## THE TASK
In the records below, find the line containing "For every instance of the green" and the line containing "For every instance of the brown"; please repeat exactly the lines from one to the other, both included, and nothing more.

--- DATA PROVIDED Enclosed Below ---

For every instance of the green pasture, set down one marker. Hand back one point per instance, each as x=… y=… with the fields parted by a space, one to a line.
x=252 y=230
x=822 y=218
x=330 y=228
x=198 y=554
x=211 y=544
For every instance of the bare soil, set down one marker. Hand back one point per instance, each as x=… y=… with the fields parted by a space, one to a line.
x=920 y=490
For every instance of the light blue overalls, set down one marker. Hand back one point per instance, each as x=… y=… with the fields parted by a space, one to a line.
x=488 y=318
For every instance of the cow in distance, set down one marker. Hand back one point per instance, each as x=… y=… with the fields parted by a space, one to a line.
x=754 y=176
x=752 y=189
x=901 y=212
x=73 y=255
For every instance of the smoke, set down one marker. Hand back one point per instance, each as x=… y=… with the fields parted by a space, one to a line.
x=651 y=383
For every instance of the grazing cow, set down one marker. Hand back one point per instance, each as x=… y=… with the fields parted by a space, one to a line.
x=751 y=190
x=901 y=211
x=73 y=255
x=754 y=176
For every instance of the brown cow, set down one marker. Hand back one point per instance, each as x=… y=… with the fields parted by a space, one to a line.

--- End of Enclosed DATA PROVIDED ---
--- DATA PROVIDED Enclosed Below ---

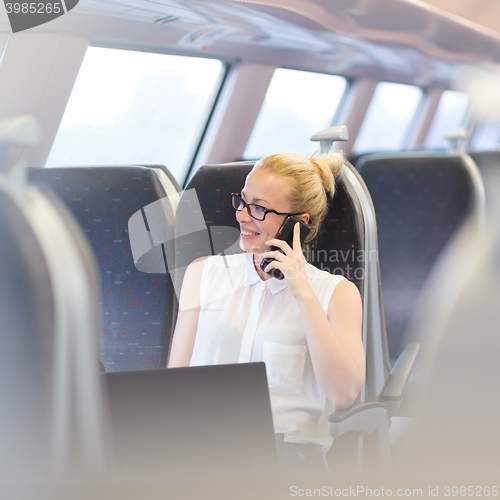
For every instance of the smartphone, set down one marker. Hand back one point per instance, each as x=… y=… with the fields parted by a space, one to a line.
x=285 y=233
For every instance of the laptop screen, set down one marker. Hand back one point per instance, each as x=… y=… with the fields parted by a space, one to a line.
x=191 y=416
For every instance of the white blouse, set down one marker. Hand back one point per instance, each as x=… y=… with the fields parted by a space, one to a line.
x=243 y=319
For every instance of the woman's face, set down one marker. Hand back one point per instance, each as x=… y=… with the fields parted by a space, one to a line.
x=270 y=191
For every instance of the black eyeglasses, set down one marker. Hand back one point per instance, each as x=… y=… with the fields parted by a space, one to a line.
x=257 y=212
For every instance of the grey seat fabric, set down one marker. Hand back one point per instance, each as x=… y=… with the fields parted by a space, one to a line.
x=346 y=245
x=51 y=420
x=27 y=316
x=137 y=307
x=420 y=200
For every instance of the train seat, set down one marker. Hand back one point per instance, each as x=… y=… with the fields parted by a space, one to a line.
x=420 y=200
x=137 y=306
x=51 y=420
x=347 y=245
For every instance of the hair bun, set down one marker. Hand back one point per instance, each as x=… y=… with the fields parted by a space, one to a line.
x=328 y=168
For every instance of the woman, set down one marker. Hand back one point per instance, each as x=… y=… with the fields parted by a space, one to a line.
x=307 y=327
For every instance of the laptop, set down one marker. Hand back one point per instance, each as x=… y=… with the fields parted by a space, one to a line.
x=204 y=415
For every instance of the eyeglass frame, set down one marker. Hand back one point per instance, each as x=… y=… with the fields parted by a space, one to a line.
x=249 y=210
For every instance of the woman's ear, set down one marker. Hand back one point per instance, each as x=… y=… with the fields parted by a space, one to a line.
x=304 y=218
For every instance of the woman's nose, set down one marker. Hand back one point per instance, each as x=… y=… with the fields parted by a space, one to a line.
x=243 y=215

--- End of Enclosed DATA PROVIDED ---

## EXERCISE RESPONSE
For every instance of the green pasture, set down one marker. Hand back one point per instance, each as x=… y=… with the fields parted by a space, one to a line.
x=252 y=230
x=822 y=218
x=330 y=228
x=198 y=554
x=211 y=544
For every instance of the bare soil, set down one marker. Hand back one point per instance, each as x=… y=… with the fields parted by a space, one to a line.
x=920 y=490
For every instance of the light blue overalls, set down one marker. Hand back one point per instance, each as x=… y=… with the fields parted by a space, one to a line.
x=488 y=318
For every instance of the cow in distance, set down one marker. Hand back one point per instance, each as x=… y=… with the fields parted by a space, one to a line.
x=754 y=176
x=752 y=189
x=901 y=212
x=73 y=255
For every instance of the smoke, set down one marker. Hand back one point per instance, each as x=… y=… with the fields parted by a space, one to a line.
x=651 y=383
For every instance of the grazing cow, set down one marker. Hand back one point per instance, each as x=… y=… with the fields parted by a space, one to a line.
x=751 y=190
x=901 y=211
x=73 y=255
x=754 y=176
For every instance of the brown cow, set down one marker. Hand back one point per instance, each as x=… y=… with the fields parted by a space, one to a line.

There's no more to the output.